## Task instructions
Without including any pictures, retype exactly the lines from the top of the records through the line containing "box: [269, 245, 492, 400]", that final line included.

## Stored data
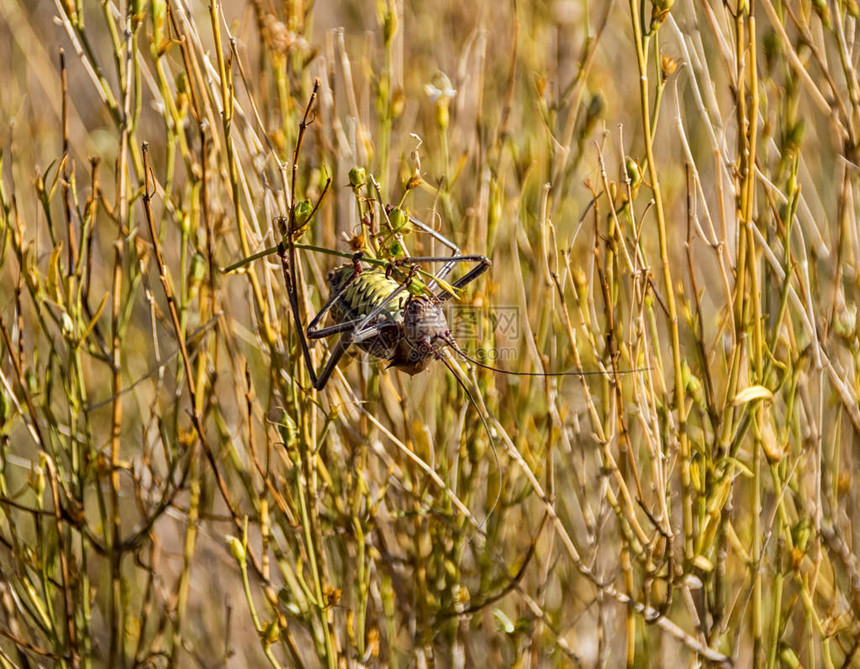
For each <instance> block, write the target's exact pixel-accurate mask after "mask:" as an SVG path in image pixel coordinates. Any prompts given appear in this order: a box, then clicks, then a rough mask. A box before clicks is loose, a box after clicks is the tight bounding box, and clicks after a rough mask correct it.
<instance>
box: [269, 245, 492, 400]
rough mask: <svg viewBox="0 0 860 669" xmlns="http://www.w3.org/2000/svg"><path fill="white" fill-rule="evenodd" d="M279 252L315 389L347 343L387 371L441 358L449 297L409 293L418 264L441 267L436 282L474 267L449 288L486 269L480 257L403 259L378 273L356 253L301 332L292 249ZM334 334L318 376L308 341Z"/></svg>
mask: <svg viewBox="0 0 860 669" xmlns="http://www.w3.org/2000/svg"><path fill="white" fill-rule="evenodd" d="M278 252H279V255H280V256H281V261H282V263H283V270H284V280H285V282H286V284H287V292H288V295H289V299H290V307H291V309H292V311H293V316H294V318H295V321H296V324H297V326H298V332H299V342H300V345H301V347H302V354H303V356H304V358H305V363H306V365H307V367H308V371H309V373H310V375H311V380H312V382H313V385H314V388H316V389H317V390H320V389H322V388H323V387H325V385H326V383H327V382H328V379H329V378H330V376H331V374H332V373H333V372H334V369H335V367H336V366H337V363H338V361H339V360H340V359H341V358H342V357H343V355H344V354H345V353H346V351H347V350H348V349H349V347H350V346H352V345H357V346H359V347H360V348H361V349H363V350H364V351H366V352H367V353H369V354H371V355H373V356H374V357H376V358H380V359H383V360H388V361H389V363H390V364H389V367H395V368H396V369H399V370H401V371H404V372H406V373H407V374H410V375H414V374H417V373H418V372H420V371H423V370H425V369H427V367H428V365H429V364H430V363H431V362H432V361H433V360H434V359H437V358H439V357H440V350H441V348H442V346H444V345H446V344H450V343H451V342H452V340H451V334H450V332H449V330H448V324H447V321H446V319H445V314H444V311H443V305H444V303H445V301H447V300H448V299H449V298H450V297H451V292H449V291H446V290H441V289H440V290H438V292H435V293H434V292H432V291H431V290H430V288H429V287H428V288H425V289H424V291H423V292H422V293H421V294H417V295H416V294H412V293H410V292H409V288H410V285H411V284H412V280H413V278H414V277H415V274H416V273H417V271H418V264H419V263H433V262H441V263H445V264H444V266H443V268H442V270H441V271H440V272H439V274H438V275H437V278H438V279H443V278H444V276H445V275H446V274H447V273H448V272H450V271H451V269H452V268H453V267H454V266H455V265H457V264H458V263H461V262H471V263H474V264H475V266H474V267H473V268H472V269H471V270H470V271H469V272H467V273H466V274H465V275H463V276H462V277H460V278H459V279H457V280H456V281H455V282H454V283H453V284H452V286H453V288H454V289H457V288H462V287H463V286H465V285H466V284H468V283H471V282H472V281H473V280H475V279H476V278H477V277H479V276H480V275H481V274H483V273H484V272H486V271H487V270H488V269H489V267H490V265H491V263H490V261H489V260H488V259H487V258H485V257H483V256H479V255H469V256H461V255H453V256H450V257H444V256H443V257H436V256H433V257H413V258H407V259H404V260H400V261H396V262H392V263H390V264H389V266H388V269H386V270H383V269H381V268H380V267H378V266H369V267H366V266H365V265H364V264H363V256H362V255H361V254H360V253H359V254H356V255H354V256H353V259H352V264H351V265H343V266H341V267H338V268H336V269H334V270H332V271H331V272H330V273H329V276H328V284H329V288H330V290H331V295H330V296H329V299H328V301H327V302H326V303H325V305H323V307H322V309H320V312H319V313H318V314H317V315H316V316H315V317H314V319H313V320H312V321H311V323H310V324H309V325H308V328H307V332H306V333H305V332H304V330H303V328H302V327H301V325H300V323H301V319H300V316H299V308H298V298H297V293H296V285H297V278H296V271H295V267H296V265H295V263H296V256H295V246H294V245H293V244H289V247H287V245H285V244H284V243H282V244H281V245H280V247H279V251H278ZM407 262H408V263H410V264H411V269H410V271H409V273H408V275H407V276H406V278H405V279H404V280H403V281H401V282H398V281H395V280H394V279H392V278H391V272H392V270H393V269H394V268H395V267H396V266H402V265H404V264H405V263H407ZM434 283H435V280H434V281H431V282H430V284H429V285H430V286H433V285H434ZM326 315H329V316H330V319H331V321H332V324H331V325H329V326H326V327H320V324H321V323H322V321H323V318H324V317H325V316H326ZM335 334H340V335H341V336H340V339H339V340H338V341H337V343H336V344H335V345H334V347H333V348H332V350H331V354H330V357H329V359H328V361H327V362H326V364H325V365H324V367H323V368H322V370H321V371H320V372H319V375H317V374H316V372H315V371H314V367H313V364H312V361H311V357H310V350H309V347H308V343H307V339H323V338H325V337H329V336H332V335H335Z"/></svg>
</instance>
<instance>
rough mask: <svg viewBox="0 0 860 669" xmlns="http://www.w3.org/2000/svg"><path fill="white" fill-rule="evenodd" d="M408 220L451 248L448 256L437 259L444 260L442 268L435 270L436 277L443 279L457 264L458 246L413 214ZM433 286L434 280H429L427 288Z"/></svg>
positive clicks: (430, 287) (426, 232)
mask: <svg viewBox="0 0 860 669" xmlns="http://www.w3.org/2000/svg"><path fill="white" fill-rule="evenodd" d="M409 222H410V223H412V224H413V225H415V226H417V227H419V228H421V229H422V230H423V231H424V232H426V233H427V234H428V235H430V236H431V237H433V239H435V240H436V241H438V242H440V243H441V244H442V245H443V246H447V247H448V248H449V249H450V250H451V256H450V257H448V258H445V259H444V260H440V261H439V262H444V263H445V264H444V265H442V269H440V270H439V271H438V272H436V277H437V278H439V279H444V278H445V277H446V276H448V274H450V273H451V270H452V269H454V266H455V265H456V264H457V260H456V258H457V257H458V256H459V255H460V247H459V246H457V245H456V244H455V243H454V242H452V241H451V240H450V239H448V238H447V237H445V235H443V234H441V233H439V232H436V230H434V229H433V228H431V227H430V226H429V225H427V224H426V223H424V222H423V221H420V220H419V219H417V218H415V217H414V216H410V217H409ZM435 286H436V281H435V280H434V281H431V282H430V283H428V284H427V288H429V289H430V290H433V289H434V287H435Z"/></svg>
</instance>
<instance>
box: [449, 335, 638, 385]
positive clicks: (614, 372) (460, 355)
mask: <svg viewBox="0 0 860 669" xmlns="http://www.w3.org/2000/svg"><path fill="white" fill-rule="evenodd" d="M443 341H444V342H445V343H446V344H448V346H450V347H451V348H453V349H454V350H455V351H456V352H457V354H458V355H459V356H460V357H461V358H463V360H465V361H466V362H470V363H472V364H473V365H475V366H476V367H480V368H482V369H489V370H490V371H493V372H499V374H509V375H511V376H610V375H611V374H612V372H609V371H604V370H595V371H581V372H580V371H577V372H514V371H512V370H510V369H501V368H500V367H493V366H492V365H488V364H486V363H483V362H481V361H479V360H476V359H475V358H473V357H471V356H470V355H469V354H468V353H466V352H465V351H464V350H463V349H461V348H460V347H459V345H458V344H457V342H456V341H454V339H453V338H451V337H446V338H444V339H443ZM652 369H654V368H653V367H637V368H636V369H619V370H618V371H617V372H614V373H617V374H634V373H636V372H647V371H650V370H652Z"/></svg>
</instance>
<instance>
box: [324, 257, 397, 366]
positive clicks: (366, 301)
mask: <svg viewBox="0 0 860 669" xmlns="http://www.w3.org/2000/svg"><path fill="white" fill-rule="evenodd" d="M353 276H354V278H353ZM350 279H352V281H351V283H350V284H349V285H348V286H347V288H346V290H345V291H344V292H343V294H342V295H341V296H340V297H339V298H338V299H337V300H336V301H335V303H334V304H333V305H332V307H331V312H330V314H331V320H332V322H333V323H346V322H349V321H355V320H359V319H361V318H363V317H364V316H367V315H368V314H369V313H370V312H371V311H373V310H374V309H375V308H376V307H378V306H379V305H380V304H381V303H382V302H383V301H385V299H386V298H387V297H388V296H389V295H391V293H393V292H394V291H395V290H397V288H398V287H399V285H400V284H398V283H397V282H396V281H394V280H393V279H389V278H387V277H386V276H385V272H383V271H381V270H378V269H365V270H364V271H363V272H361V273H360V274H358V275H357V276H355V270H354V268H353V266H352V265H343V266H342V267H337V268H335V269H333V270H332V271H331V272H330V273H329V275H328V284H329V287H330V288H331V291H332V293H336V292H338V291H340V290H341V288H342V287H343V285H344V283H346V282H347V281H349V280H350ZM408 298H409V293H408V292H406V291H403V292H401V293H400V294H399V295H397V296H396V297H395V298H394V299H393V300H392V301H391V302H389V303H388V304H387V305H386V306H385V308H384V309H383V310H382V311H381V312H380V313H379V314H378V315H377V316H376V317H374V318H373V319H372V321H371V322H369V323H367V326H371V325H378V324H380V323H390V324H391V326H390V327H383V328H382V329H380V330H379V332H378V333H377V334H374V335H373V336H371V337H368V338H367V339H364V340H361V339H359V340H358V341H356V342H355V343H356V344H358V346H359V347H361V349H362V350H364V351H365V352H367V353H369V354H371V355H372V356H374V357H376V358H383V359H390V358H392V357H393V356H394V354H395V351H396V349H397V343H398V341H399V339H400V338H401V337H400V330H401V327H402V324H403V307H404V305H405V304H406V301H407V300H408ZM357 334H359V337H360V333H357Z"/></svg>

## Answer below
For each <instance> block, write the target's exact pixel-accurate mask after "mask:" as an SVG path in image pixel coordinates. Any prompts given appear in this order: a box, then clicks, then a rough mask. A box before clicks is loose, a box after clicks is the tight bounding box, and clicks after a rough mask correct it.
<instance>
box: [269, 245, 492, 400]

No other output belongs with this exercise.